(Stored data)
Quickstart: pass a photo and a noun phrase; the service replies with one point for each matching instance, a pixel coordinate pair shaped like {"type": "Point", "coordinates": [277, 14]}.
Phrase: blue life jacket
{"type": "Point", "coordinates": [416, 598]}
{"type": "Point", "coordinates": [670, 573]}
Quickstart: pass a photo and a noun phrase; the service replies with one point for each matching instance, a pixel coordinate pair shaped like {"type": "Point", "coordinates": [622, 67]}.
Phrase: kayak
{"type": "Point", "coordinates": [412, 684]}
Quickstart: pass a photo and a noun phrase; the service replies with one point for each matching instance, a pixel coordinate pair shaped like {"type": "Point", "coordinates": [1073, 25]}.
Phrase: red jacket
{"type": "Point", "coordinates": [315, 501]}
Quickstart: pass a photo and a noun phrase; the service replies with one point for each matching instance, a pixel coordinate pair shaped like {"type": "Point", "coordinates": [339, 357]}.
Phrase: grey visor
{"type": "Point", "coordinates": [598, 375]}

WHAT IS ASKED: Reproduce every item above word for word, with each line unchanged.

EXERCISE ANSWER:
Quickstart: pass a photo and a noun phrase; the service replies with one point for each matching instance, a pixel coordinate pair shaped like {"type": "Point", "coordinates": [277, 14]}.
Phrase: blue life jacket
{"type": "Point", "coordinates": [416, 598]}
{"type": "Point", "coordinates": [670, 573]}
Quickstart: pass a photo and a noun phrase; the service replies with one point for each matching instance, a pixel coordinate pair shaped like {"type": "Point", "coordinates": [622, 67]}.
Phrase: kayak
{"type": "Point", "coordinates": [412, 684]}
Quickstart: pass a photo and a noun phrase; the service replies with one point for each matching instance, a pixel coordinate pair shaped like {"type": "Point", "coordinates": [1073, 25]}.
Phrase: red jacket
{"type": "Point", "coordinates": [315, 501]}
Quickstart: pass a photo and a noun phrase; the service replies with one point for each matching instance, a pixel coordinate pair shaped like {"type": "Point", "coordinates": [339, 357]}.
Phrase: grey visor
{"type": "Point", "coordinates": [598, 375]}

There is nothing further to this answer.